Understanding parts margins

Confused about parts margins? Read our guide below to get the low down getting the right margin for your workshop

What is a parts margin?

Margin is the difference between the price you are selling your services for, vs the costs you have incurred to provide the services expressed as a percentage. In the case of parts, this is the price a customer is purchasing the part for vs the price you paid. For example, a screw cost you $0.30 but you charge the customer $0.75.

The margin on the cost of the screw can be calculated by: ((Sale price – Cost price ) / Sale price)*100% 

Monitoring the margin of your parts sold helps you to keep track of the profit your making. If you don’t already do this, we recommend you start thinking about your ideal parts margin so you can take action when you see your margin dip below the target. While the basic equation is the same, when analysing parts margin it is good practice to separate figures into 2 areas, Stocked Parts Margin and Procured Parts Margin.

- **RECORD EXTRACTS**
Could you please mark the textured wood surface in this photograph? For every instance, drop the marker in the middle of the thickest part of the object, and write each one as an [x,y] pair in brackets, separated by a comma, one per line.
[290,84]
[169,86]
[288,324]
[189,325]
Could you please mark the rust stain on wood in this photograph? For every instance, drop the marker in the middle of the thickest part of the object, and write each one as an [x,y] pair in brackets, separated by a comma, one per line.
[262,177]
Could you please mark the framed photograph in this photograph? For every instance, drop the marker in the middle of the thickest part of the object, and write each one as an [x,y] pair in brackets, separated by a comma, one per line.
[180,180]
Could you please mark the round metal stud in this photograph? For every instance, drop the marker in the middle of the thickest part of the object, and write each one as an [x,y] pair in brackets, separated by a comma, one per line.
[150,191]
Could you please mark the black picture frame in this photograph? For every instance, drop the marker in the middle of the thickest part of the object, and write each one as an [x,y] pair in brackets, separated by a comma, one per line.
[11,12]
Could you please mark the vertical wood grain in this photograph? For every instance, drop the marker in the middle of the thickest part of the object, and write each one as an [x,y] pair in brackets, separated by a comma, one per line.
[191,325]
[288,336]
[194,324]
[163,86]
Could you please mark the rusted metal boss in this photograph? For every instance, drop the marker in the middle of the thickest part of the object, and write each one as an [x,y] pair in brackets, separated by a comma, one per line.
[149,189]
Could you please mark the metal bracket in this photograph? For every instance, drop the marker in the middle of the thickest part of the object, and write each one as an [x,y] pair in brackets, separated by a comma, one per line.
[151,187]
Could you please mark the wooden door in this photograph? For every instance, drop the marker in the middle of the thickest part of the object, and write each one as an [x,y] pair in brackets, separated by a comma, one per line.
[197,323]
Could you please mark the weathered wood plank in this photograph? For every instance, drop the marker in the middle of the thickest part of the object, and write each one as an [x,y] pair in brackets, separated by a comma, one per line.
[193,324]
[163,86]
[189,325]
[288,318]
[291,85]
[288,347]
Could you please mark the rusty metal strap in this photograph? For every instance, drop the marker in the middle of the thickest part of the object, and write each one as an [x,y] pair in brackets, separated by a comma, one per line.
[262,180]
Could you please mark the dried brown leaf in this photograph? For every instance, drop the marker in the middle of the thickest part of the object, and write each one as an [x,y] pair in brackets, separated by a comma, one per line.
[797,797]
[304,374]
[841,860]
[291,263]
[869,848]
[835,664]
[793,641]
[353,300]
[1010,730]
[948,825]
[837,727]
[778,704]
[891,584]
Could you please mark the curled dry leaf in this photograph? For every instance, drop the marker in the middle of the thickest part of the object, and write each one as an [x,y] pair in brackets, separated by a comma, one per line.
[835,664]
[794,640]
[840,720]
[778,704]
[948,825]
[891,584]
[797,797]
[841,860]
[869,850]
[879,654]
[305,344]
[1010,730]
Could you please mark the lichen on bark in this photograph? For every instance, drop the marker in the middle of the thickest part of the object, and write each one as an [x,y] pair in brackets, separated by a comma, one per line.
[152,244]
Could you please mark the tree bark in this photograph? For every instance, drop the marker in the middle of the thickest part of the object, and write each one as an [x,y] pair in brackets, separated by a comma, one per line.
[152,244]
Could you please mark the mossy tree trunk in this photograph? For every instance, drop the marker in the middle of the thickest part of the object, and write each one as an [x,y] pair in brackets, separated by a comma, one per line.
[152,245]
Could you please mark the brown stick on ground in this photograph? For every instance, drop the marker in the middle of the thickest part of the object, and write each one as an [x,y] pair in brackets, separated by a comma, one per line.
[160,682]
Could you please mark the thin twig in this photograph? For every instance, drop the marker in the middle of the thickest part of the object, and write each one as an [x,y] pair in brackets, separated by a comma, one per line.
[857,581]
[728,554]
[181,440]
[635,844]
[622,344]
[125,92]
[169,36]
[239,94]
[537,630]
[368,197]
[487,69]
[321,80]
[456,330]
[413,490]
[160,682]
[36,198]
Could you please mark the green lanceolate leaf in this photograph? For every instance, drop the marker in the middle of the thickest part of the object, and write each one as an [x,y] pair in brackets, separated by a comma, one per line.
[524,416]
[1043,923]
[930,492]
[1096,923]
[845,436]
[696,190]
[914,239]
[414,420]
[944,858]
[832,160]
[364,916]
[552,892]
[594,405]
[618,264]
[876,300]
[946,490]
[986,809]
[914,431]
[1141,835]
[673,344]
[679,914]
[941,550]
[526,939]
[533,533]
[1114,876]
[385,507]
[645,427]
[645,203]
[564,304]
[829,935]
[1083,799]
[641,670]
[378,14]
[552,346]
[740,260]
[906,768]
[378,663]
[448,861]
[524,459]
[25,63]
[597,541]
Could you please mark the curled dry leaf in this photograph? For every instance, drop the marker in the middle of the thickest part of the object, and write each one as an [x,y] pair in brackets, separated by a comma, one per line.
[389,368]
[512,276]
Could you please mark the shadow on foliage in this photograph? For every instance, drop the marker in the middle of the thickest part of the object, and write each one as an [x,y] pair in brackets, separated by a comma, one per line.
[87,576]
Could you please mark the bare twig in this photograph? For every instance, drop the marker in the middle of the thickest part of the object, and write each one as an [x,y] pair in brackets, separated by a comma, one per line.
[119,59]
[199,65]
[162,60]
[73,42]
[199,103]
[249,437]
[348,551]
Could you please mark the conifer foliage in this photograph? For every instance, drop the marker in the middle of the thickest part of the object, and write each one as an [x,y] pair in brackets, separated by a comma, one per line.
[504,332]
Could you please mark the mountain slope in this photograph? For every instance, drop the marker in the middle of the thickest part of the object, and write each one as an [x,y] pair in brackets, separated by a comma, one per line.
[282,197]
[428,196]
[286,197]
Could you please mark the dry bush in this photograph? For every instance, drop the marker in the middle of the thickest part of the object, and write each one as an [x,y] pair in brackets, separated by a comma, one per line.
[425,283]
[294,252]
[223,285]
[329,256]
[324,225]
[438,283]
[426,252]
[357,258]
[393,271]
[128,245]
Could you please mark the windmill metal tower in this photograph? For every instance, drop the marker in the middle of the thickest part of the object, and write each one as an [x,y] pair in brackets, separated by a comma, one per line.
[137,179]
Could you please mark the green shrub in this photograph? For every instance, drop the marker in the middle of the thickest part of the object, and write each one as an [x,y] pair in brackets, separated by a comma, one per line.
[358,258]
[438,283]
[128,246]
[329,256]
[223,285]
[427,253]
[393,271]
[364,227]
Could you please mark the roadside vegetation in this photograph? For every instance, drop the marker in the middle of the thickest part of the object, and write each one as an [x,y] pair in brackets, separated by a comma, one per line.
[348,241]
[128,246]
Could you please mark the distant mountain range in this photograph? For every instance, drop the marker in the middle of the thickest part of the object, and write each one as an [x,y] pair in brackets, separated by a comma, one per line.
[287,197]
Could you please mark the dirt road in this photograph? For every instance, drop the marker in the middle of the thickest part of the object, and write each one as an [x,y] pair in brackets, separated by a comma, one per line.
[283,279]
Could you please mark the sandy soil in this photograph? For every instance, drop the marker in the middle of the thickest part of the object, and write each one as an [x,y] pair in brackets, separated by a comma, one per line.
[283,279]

- **YOUR GOAL**
Print the guide on parts margins again in full, word for word.

- **RESULT OF THIS EXERCISE**
Understanding parts margins

Confused about parts margins? Read our guide below to get the low down getting the right margin for your workshop

What is a parts margin?

Margin is the difference between the price you are selling your services for, vs the costs you have incurred to provide the services expressed as a percentage. In the case of parts, this is the price a customer is purchasing the part for vs the price you paid. For example, a screw cost you $0.30 but you charge the customer $0.75.

The margin on the cost of the screw can be calculated by: ((Sale price – Cost price ) / Sale price)*100% 

Monitoring the margin of your parts sold helps you to keep track of the profit your making. If you don’t already do this, we recommend you start thinking about your ideal parts margin so you can take action when you see your margin dip below the target. While the basic equation is the same, when analysing parts margin it is good practice to separate figures into 2 areas, Stocked Parts Margin and Procured Parts Margin.